Pick out every line in the records below that contains the string "house", and copy each one. Case matters.
* Begin *
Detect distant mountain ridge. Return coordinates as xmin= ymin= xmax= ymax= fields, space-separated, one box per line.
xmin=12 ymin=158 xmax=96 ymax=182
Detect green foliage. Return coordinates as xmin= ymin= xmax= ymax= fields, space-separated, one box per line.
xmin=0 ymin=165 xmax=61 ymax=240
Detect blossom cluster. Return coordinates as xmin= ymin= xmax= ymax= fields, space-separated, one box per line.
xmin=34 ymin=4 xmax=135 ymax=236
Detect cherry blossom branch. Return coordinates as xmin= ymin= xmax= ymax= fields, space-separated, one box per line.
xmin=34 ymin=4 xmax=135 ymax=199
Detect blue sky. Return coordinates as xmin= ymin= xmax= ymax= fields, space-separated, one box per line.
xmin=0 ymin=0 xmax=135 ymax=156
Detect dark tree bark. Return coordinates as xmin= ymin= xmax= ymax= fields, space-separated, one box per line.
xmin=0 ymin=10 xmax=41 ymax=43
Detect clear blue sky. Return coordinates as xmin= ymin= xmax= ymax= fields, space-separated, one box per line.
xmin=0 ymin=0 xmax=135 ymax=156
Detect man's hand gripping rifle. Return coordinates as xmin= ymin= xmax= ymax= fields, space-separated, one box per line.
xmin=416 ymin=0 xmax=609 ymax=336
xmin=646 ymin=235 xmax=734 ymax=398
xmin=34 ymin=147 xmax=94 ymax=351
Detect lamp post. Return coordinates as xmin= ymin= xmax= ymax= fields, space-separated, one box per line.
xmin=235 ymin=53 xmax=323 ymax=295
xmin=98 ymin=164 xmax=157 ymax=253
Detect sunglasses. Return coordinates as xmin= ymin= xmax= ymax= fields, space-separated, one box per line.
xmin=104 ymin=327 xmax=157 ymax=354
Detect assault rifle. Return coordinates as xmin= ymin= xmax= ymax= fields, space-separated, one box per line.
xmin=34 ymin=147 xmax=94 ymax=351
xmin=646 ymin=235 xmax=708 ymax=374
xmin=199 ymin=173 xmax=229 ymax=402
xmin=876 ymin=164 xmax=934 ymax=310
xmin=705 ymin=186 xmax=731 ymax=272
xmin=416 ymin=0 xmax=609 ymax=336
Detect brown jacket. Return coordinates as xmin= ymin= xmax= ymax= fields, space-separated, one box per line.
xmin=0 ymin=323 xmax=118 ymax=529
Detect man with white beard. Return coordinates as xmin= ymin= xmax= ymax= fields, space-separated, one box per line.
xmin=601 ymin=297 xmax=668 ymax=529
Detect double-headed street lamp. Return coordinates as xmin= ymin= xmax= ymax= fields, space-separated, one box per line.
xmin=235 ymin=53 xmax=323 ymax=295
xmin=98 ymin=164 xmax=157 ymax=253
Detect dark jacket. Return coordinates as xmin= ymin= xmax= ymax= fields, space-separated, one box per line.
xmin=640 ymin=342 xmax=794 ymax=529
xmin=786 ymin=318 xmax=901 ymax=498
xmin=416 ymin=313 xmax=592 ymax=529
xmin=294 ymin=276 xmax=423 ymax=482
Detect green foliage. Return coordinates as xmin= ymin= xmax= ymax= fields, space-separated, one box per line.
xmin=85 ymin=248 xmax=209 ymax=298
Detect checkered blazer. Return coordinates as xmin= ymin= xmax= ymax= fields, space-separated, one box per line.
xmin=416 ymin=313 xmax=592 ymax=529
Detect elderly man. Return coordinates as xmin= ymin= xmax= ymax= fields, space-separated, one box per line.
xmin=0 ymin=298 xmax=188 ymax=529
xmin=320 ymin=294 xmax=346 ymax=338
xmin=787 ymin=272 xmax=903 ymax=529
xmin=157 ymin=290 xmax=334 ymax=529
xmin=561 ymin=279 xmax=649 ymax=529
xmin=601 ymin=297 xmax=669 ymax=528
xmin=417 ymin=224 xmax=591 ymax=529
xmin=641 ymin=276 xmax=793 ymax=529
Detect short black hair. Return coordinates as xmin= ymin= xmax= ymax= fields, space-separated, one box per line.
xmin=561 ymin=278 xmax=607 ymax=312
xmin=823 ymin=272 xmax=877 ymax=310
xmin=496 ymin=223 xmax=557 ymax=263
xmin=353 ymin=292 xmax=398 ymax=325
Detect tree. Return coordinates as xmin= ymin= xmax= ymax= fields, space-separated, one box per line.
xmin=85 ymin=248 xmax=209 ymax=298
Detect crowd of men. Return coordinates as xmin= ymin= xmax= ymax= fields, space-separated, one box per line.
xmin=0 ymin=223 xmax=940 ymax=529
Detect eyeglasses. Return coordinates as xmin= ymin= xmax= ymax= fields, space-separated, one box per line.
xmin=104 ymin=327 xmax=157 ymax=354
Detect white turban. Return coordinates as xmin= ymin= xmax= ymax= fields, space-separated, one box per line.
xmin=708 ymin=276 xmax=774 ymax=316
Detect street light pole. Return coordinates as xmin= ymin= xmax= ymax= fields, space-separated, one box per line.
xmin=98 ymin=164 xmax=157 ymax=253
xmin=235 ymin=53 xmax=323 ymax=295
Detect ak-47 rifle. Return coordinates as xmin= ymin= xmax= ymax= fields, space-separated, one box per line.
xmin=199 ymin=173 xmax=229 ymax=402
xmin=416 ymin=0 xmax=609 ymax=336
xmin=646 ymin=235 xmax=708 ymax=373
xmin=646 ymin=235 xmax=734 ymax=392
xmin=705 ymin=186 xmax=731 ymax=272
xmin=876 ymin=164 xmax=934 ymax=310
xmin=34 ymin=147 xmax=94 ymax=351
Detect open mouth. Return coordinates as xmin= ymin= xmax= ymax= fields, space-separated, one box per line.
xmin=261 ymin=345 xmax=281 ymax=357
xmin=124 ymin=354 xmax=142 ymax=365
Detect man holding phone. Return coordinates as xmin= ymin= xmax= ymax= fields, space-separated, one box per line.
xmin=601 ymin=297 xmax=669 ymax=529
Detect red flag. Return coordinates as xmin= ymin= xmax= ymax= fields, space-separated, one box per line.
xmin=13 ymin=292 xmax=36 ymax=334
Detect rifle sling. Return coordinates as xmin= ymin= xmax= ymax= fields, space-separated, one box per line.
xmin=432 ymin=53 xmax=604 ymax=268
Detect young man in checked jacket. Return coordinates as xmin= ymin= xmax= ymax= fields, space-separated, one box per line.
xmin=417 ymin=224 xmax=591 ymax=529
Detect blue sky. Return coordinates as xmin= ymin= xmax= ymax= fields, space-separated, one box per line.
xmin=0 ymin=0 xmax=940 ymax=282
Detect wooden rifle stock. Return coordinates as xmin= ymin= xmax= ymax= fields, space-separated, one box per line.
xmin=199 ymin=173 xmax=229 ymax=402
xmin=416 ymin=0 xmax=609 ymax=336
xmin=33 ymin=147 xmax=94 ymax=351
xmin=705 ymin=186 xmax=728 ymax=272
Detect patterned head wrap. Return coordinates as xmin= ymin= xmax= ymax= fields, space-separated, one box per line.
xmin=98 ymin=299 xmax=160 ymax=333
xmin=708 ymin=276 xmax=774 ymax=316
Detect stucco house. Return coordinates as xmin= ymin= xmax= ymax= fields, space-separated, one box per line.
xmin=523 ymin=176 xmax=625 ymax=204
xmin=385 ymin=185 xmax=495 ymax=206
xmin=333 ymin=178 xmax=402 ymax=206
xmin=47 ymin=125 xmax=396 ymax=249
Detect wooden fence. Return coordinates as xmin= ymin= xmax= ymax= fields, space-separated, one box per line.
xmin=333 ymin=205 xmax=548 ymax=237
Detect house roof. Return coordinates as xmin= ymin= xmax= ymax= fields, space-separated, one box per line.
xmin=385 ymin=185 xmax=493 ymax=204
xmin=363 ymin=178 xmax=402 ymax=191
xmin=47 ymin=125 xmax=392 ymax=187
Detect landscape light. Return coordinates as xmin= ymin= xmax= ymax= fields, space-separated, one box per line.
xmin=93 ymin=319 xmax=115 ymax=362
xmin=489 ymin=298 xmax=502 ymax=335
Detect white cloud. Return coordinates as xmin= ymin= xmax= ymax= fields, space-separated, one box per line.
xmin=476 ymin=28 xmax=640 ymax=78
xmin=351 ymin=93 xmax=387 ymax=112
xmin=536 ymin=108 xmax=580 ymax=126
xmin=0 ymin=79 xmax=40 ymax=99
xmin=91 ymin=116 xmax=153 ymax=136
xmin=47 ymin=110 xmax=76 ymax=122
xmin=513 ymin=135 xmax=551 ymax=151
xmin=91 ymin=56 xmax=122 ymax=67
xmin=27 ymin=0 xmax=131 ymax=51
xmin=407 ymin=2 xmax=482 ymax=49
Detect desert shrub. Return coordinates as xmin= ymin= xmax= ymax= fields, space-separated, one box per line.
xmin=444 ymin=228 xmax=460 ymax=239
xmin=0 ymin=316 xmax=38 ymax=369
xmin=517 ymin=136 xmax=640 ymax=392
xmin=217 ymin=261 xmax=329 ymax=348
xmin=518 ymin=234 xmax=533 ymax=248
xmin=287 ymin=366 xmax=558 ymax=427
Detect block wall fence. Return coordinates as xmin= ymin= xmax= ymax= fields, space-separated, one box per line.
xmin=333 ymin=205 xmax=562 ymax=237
* End *
(COMPLETE RESPONSE):
Detect stucco house. Return coordinates as xmin= ymin= xmax= ymax= fields, space-separated, one box per line.
Detect house roof. Return coordinates as xmin= ymin= xmax= ymax= fields, space-separated, one box per line.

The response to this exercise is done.